▶ [Problem]: Report each line of the entries that contains the word "every", copied in full.
*** Records for this exercise ***
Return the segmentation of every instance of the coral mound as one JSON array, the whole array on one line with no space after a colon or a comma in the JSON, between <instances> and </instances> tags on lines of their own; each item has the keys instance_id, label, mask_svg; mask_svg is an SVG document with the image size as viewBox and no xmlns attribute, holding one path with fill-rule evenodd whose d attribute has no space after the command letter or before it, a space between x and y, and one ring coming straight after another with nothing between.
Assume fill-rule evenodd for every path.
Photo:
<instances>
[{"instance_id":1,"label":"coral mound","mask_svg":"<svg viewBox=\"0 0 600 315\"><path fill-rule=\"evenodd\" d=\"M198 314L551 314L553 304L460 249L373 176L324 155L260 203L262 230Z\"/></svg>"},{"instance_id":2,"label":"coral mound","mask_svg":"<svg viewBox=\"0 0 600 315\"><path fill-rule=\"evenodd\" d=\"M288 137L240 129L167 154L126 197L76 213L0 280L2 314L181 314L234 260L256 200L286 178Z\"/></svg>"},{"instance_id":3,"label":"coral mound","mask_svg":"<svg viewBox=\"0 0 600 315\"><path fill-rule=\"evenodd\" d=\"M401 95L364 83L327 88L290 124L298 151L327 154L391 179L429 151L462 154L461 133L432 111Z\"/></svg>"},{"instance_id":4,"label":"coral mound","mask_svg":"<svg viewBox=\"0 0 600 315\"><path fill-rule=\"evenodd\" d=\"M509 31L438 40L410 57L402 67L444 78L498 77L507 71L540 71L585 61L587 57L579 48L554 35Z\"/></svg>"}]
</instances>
*** End of Records for this exercise ***
▶ [Answer to this problem]:
Return the segmentation of every instance of the coral mound as one JSON array, the whole array on one line with no space after a colon or a comma in the JSON, between <instances> and </instances> tags on lines of their own; each item has the keys instance_id, label, mask_svg; mask_svg is an SVG document with the image size as viewBox and no xmlns attribute, holding one path with fill-rule evenodd whose d attribute has no space after the command letter or before it, a space between x and y, and one ring coming straight after another with nothing between.
Assume fill-rule evenodd for every path.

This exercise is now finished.